→ **The exercise**
Set down the whole listing verbatim.

→ **Extracted data**
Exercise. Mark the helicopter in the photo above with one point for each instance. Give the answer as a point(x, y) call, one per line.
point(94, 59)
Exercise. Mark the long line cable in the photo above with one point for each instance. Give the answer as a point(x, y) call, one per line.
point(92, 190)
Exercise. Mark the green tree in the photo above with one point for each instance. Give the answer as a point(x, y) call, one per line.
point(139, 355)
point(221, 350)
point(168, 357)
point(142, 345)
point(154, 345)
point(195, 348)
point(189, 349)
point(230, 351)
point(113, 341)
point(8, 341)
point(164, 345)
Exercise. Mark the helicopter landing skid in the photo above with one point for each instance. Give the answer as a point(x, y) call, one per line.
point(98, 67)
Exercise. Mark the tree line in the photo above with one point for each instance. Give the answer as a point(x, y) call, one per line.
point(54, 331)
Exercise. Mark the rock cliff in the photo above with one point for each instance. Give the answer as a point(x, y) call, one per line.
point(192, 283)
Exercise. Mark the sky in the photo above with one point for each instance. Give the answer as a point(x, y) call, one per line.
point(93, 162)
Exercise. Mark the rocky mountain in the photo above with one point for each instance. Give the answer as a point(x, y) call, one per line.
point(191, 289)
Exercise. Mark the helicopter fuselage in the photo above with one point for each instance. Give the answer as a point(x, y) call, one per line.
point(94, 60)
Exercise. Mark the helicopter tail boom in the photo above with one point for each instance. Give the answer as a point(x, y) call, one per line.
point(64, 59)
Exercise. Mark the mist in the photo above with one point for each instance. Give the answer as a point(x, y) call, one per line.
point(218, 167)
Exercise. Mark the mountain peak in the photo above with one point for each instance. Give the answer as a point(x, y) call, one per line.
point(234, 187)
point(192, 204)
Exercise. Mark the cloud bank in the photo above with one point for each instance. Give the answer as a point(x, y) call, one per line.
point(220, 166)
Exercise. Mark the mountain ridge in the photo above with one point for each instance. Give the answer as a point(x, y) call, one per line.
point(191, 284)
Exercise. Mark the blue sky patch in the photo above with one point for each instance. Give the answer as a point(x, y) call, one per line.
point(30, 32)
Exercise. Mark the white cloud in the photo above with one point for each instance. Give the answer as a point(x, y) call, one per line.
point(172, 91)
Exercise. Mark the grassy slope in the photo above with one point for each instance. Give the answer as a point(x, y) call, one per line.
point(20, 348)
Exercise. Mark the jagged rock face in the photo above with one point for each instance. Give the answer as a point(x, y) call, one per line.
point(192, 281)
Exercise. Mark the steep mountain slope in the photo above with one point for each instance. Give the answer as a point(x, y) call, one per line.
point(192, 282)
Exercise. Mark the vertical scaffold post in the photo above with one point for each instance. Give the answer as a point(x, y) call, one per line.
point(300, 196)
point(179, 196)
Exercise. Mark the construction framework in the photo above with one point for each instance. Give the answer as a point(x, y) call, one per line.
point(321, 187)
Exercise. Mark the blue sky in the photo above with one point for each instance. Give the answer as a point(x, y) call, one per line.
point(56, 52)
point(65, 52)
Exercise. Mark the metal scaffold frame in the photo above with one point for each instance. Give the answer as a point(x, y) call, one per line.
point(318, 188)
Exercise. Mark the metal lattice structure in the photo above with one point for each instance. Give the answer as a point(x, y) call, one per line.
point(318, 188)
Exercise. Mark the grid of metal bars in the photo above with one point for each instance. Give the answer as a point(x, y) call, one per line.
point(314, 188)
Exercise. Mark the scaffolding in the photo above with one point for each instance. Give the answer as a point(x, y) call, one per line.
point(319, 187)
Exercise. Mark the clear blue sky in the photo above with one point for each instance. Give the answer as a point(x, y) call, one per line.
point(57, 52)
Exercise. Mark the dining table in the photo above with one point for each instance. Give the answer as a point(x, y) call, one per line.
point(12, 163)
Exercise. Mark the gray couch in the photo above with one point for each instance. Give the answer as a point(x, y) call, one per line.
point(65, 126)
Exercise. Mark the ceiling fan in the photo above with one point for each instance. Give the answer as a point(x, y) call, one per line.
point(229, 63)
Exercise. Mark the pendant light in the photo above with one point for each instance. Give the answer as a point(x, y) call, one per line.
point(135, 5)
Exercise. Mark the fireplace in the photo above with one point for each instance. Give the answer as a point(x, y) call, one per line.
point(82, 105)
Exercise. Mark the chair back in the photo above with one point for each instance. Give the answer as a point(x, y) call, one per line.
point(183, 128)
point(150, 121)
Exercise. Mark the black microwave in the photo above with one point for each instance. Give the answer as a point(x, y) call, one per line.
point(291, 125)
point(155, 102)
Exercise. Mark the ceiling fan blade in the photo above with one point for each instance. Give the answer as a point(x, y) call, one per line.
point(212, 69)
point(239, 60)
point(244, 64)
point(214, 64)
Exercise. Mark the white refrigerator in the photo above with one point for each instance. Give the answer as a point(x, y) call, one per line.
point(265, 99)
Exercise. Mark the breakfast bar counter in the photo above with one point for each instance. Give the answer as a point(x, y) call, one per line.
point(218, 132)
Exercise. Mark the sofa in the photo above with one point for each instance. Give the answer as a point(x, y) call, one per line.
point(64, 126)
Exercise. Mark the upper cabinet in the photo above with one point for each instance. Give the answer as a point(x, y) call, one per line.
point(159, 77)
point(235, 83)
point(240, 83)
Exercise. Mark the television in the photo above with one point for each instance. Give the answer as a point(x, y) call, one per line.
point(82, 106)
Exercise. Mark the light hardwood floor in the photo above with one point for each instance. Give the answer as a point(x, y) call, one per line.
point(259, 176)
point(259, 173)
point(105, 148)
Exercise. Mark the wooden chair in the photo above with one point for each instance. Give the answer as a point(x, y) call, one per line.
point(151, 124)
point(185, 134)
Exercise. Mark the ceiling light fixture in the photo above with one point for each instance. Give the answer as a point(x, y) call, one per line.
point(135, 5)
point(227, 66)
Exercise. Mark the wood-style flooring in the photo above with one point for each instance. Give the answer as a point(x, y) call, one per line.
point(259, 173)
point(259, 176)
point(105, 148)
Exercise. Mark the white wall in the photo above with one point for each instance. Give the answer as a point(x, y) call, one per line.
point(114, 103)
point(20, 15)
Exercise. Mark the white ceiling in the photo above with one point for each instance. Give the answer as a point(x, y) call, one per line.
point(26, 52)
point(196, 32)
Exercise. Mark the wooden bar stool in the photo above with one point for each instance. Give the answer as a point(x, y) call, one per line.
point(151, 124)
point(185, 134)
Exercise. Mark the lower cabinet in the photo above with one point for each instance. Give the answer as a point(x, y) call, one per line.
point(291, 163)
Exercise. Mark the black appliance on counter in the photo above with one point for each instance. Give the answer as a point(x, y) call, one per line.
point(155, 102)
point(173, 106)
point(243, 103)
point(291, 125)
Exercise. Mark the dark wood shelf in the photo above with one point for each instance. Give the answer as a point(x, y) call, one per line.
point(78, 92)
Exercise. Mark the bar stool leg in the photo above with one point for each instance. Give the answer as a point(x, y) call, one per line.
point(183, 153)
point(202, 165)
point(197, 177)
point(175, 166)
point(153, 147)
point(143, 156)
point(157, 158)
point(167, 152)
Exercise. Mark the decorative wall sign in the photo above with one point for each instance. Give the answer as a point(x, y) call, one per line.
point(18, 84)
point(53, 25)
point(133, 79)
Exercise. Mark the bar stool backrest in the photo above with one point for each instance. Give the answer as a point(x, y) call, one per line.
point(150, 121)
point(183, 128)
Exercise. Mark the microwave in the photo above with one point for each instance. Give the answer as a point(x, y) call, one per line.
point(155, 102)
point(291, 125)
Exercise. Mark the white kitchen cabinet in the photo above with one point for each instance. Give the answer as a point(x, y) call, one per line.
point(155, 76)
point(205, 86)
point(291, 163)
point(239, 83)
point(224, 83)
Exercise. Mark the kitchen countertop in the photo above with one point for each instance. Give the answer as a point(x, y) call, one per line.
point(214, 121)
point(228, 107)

→ **Solution to the problem**
Exercise. Mark the helicopter in the photo above with one point for each instance. Give the answer as a point(x, y) call, one per line.
point(94, 59)
Exercise. Mark the long line cable in the photo above with one point for each instance. Give the answer as a point(x, y) call, one per line.
point(92, 190)
Exercise. Mark the green tree in the photo above with one point for each instance. Give the answer as a point(x, y) call, one per line.
point(139, 355)
point(221, 350)
point(168, 357)
point(142, 345)
point(154, 345)
point(195, 348)
point(189, 349)
point(230, 351)
point(113, 341)
point(8, 341)
point(164, 345)
Exercise. Mark the helicopter landing skid in the photo above with one point for each instance. Give the answer as a point(x, y) call, one per line.
point(98, 67)
Exercise. Mark the tree line in the photo above with one point for each instance. Give the answer as a point(x, y) call, one per line.
point(54, 331)
Exercise. Mark the rock cliff in the photo above with one point for each instance. Give the answer as a point(x, y) call, one per line.
point(192, 283)
Exercise. Mark the sky in the photo above with one point for each instance. Give the answer as a point(x, y) call, one per line.
point(93, 162)
Exercise. Mark the rocky mountain in the photo above with one point for each instance. Give the answer as a point(x, y) call, one per line.
point(191, 289)
Exercise. Mark the helicopter fuselage in the photo above with one point for each instance. Give the answer as a point(x, y) call, one per line.
point(94, 60)
Exercise. Mark the helicopter tail boom in the photo above with one point for each instance. Give the answer as a point(x, y) call, one per line.
point(64, 59)
Exercise. Mark the mist in the photo above with one point for each instance. Give the answer as a point(x, y) call, one per line.
point(218, 167)
Exercise. Mark the mountain peak in the photo above with one point for each instance. Give the answer as a point(x, y) call, one per line.
point(234, 187)
point(192, 204)
Exercise. Mark the cloud bank in the photo above with one point for each instance. Give the answer as a point(x, y) call, one per line.
point(220, 166)
Exercise. Mark the mountain ridge in the photo above with one point for each instance. Give the answer as a point(x, y) call, one per line.
point(191, 284)
Exercise. Mark the blue sky patch in the photo above with one point for each instance. Give the answer as a point(x, y) call, one per line.
point(30, 32)
Exercise. Mark the white cloud in the photo above with one point for each instance. Give the answer as a point(x, y) call, one per line.
point(172, 91)
Exercise. Mark the grassy slope in the photo above with one point for each instance. Give the answer as a point(x, y) call, one per line.
point(20, 348)
Exercise. Mark the jagged rock face in the photo above with one point for each instance. Give the answer as a point(x, y) call, one per line.
point(192, 281)
Exercise. Mark the steep mountain slope in the photo above with one point for each instance. Give the answer as a point(x, y) call, one per line.
point(192, 282)
Exercise. Mark the vertical scaffold post in the photo above with one point for each instance. Give the answer as a point(x, y) call, one per line.
point(300, 196)
point(179, 196)
Exercise. Mark the construction framework in the photo above with one point for each instance. Give the answer as a point(x, y) call, one per line.
point(321, 187)
Exercise. Mark the blue sky in the photo above with one point for each instance. Give the answer as a point(x, y) call, one per line.
point(56, 52)
point(65, 52)
Exercise. Mark the metal scaffold frame in the photo above with one point for each instance. Give the answer as a point(x, y) call, one per line.
point(318, 188)
Exercise. Mark the metal lattice structure in the photo above with one point for each instance. Give the answer as a point(x, y) call, one per line.
point(318, 188)
Exercise. Mark the grid of metal bars in the photo above with one point for each instance. Give the answer as a point(x, y) call, one per line.
point(314, 188)
Exercise. Mark the scaffolding in the photo above with one point for each instance. Give the answer as a point(x, y) call, one per line.
point(319, 187)
Exercise. Mark the clear blue sky in the photo above with one point for each instance. Give the answer as a point(x, y) call, one per line.
point(57, 52)
Exercise. Mark the dining table in the photo above with one point for each instance. Give the answer as a point(x, y) call, one per line.
point(12, 163)
Exercise. Mark the gray couch in the photo above with one point for each instance. Give the answer as a point(x, y) call, one per line.
point(65, 126)
Exercise. Mark the ceiling fan in the photo above with one point for each instance. Give the answer as a point(x, y) call, one per line.
point(229, 63)
Exercise. Mark the pendant light in the photo above with one point for each instance. Give the answer as a point(x, y) call, one per line.
point(135, 5)
Exercise. Mark the fireplace in the photo above with one point for each instance. Give the answer as a point(x, y) call, one per line.
point(82, 105)
Exercise. Mark the chair back in the photo above with one point for each instance. Give the answer as a point(x, y) call, one per line.
point(183, 128)
point(150, 121)
Exercise. Mark the black microwave in the photo above with one point for each instance. Give the answer as a point(x, y) call, one per line.
point(291, 125)
point(155, 102)
Exercise. Mark the ceiling fan blade in the photo above with one point for each instance. Give the answer as a point(x, y) call, one per line.
point(212, 69)
point(239, 60)
point(244, 64)
point(214, 64)
Exercise. Mark the white refrigerator in the photo above with one point for each instance. Give the answer as a point(x, y) call, one per line.
point(265, 99)
Exercise. Mark the breakfast bar counter in the photo above with one point for each instance. Give the answer as a point(x, y) call, one per line.
point(218, 132)
Exercise. Mark the sofa in the photo above with one point for each instance. Give the answer as a point(x, y) call, one per line.
point(64, 126)
Exercise. Mark the upper cabinet in the photo above with one point for each instance. Give the answer as a point(x, y) call, one per line.
point(159, 77)
point(235, 83)
point(240, 83)
Exercise. Mark the television in the photo above with one point for each instance. Give the answer as a point(x, y) call, one per line.
point(82, 106)
Exercise. Mark the light hardwood floor in the photo above with one point for each instance. Give the answer as a point(x, y) call, one per line.
point(259, 176)
point(259, 173)
point(105, 148)
Exercise. Mark the wooden chair in the photo above with one point for each instance. Give the answer as a point(x, y) call, one per line.
point(151, 124)
point(185, 134)
Exercise. Mark the ceiling light fixture in the photo above with one point for each instance. Give the answer as a point(x, y) call, one per line.
point(135, 5)
point(227, 66)
Exercise. Mark the wood-style flooring in the photo above with one point for each instance. Give the answer as a point(x, y) call, one per line.
point(259, 173)
point(259, 176)
point(105, 148)
Exercise. Mark the white wall in the photo above with one point for each instance. Give the answer as a point(x, y) call, one per line.
point(114, 103)
point(20, 15)
Exercise. Mark the white ceiling in the photo above with one point for each instance. Give the answer as a point(x, y) call, one per line.
point(26, 52)
point(196, 32)
Exercise. Mark the wooden bar stool in the photo above with one point for each instance. Give the answer as a point(x, y) call, one per line.
point(151, 124)
point(185, 134)
Exercise. Mark the lower cabinet in the photo above with one point for each instance. Give the answer as a point(x, y) call, one per line.
point(291, 163)
Exercise. Mark the black appliance on counter in the photo above with one point for each instance. Give the answer as a point(x, y) call, one per line.
point(155, 102)
point(173, 106)
point(243, 103)
point(291, 125)
Exercise. Mark the dark wood shelf in the photo above with one point for each instance. Give the answer as a point(x, y) call, one per line.
point(78, 92)
Exercise. Mark the bar stool leg in the photo above with one point for each instance. Give the answer as a point(x, y) call, one per line.
point(183, 153)
point(202, 165)
point(197, 177)
point(175, 166)
point(153, 147)
point(143, 156)
point(157, 158)
point(167, 152)
Exercise. Mark the decorative wall sign in the photo above with one point for each instance. Give the answer as a point(x, y) call, one per line.
point(18, 84)
point(53, 25)
point(133, 79)
Exercise. Mark the bar stool backrest in the photo above with one point for each instance. Give the answer as a point(x, y) call, one per line.
point(150, 121)
point(183, 128)
Exercise. Mark the microwave in the photo above with one point for each instance. Give the answer as a point(x, y) call, one per line.
point(155, 102)
point(291, 125)
Exercise. Mark the white kitchen cabinet in the photo above with one point for each instance. Give the answer as a point(x, y) call, one per line.
point(155, 76)
point(205, 86)
point(291, 163)
point(239, 83)
point(224, 83)
Exercise. Mark the kitchen countertop in the photo above with one point for each instance. Give the answer as a point(x, y) call, one per line.
point(214, 121)
point(228, 107)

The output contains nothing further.